■ A FAZER
1. Como ficaria, em versão mais curta e com os fatos principais preservados, o parágrafo do trecho sobre Clarice Lispector que começa com «O livro “A via crucis do corpo”, de Clarice Lispector»?
2. No trecho sobre Clarice Lispector, reescreva a passagem que vai de "Por Gisele Cristiane" até "1988, p. 11)", inclusive, trocando "chocada" por "abalada".

■ TRECHO PARA LEITURA
++++++++++

Por Gisele Cristiane de Assunção
[...] Todas
as histórias deste livro são contundentes e quem mais sofreu fui eu mesma.
Fiquei chocada com a realidade. Se há indecências, a culpa não é minha. [...]
Quero apenas avisar que não escrevo por dinheiro e sim por impulso (LISPECTOR,
1988, p. 11)
O livro “A via crucis do corpo”, de Clarice Lispector foi publicado em
1974. Essa publicação se diferencia das demais por ela publicadas, tendo em
vista que trata de um tema que até então tinha sido pouco explorado por essa
escritora e que representava e ainda representa um tabu para a sociedade: o
sexo.
Clarice Lispector, ao ser despedida
do jornal em que trabalhava, vê-se em um momento de grande dificuldade
financeira, tendo que viver, a partir daí, somente de seus lucros como
escritora. Com tal ofício, Clarice Lispector recebe uma proposta de um editor:
escrever um conto, o qual hoje é conhecido como A via crucis do corpo. Esse livro, já sabia Lispector antes mesmo
de escrevê-lo, foi muito censurado pela crítica literária da época, justamente
por abordar questões relativas à sexualidade. ´
É interessante observar que na obra
de Lispector, ao tratar sobre a sexualidade, ela faz uma mistura do profano com
o sagrado. A esse respeito, Silva et al. (2007, p. 6) afirmam que “o diálogo
com o tema religioso é iniciado pelo título que dialoga com o discurso bíblico
da ‘via sacra’, ‘via crucis’, caminho da cruz e a relação entre o sagrado (via
crucis) e o profano (do corpo) acontece no título A via crucis do corpo.”
O conto “Miss Algrave”, do livro A via crucis do corpo, de Clarice
Lispector, narra a história de Ruth ou Miss Algrave, como era conhecida. Miss
Algrave era uma datilógrafa cujas habilidades eram inquestionáveis, morava
sozinha e tinha uma vida tranquila, mas era uma mulher muito solitária, seu
corpo era solitário, ela era virgem... Ruth Algrave tinha uma vida de
privações, tudo era controlado e passava severamente por seus julgamentos.

++++++++++

■ MATERIAL FORNECIDO

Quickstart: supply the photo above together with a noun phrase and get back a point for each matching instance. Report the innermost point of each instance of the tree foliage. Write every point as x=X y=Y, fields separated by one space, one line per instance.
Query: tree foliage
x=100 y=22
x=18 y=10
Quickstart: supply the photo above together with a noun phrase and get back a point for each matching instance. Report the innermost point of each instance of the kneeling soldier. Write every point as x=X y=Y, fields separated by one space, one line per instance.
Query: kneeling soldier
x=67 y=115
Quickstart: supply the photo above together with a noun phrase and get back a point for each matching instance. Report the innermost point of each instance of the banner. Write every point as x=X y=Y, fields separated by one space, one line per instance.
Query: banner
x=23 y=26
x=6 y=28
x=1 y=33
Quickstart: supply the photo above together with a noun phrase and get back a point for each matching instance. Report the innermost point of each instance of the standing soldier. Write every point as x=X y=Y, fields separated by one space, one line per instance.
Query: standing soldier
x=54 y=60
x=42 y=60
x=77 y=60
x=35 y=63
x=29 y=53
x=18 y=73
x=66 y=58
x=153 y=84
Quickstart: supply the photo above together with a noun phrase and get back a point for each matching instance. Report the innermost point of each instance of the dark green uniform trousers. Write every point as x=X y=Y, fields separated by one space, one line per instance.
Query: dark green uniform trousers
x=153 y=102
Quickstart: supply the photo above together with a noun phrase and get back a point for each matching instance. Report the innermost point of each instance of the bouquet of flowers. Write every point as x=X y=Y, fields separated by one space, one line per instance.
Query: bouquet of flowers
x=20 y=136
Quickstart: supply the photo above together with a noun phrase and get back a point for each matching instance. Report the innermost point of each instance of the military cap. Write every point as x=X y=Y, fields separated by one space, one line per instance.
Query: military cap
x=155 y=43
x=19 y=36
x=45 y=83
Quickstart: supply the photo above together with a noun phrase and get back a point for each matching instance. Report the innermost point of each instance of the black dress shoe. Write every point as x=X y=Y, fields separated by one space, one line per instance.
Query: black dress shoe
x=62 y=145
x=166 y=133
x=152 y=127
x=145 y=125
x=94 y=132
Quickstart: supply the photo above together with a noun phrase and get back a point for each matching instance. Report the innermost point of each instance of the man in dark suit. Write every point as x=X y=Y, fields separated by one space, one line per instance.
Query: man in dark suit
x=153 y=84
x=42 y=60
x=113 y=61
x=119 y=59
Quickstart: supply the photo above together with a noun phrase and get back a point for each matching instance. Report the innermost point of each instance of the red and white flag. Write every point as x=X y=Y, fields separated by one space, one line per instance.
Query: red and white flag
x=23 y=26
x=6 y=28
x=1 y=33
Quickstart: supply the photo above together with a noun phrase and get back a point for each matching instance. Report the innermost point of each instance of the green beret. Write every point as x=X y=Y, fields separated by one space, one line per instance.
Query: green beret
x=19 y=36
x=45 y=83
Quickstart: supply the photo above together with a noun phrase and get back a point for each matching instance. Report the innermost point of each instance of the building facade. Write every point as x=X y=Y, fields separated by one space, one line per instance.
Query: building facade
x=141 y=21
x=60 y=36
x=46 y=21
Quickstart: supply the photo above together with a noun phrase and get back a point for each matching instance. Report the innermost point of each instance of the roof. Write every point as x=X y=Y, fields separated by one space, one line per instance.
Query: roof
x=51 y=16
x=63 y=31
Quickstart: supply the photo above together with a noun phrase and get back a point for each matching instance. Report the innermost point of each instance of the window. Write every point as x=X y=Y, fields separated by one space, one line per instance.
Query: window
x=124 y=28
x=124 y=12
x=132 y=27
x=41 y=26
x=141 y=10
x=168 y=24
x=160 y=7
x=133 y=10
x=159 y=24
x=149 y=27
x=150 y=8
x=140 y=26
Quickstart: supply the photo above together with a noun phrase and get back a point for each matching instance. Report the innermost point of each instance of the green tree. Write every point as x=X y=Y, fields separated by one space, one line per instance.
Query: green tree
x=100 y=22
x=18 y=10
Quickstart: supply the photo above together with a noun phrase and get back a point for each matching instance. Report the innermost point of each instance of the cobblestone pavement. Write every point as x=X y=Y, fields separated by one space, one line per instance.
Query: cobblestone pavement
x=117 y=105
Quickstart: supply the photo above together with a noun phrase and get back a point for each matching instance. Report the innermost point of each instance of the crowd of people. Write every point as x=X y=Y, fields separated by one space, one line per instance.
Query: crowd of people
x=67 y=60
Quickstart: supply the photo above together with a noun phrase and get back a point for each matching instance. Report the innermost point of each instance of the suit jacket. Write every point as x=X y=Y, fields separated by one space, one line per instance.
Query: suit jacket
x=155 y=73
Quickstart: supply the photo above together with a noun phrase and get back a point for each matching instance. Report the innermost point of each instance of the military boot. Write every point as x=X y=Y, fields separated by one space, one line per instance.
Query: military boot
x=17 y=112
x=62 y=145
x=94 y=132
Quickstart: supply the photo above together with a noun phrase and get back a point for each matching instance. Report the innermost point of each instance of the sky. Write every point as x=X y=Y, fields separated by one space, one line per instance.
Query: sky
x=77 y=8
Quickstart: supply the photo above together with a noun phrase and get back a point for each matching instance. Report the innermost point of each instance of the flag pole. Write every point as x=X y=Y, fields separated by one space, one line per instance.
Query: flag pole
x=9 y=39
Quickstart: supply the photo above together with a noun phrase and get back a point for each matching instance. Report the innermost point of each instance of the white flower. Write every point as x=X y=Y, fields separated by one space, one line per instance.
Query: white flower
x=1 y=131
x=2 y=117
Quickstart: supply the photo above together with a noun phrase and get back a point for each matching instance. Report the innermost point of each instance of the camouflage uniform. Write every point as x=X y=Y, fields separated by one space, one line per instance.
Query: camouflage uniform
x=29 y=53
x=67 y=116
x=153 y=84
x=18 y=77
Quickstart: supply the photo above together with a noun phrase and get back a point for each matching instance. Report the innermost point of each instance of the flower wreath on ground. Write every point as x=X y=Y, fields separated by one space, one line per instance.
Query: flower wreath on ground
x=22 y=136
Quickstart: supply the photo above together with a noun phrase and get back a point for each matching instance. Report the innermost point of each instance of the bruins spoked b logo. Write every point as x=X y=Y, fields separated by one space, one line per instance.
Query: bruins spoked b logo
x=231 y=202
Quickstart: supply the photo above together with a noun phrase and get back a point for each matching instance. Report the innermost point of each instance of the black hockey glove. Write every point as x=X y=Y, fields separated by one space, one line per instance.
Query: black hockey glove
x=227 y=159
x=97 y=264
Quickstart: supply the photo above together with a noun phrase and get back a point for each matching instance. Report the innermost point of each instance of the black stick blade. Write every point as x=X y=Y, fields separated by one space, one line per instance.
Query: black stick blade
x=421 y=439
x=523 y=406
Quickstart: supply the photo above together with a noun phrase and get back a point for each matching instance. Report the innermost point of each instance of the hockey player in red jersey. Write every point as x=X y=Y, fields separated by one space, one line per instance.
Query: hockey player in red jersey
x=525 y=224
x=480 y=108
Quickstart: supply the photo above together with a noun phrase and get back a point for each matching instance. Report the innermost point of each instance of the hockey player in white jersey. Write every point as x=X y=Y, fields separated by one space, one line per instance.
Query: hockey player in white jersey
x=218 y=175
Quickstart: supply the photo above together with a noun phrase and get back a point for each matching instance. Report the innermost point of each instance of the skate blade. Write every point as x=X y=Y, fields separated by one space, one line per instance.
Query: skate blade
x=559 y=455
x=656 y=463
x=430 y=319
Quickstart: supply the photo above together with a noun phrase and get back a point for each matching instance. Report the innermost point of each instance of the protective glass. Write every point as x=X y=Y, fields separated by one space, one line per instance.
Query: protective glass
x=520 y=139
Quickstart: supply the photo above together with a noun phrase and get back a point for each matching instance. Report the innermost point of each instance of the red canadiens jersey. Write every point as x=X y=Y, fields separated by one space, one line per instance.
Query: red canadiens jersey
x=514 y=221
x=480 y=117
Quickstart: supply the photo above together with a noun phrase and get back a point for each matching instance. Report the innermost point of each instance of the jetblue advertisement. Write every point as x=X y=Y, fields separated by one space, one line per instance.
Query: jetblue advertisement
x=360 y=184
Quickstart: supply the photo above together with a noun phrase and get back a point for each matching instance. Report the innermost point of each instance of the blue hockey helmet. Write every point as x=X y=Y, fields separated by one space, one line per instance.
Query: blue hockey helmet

++++++++++

■ SOLUÇÕES POR TAREFA
1. Publicado em 1974, “A via crucis do corpo”, de Clarice Lispector, se diferencia das demais obras da escritora por tratar do sexo, tema até então pouco explorado por ela e que representava, e ainda representa, um tabu para a sociedade.

2.
Por Gisele Cristiane de Assunção
[...] Todas
as histórias deste livro são contundentes e quem mais sofreu fui eu mesma.
Fiquei abalada com a realidade. Se há indecências, a culpa não é minha. [...]
Quero apenas avisar que não escrevo por dinheiro e sim por impulso (LISPECTOR,
1988, p. 11)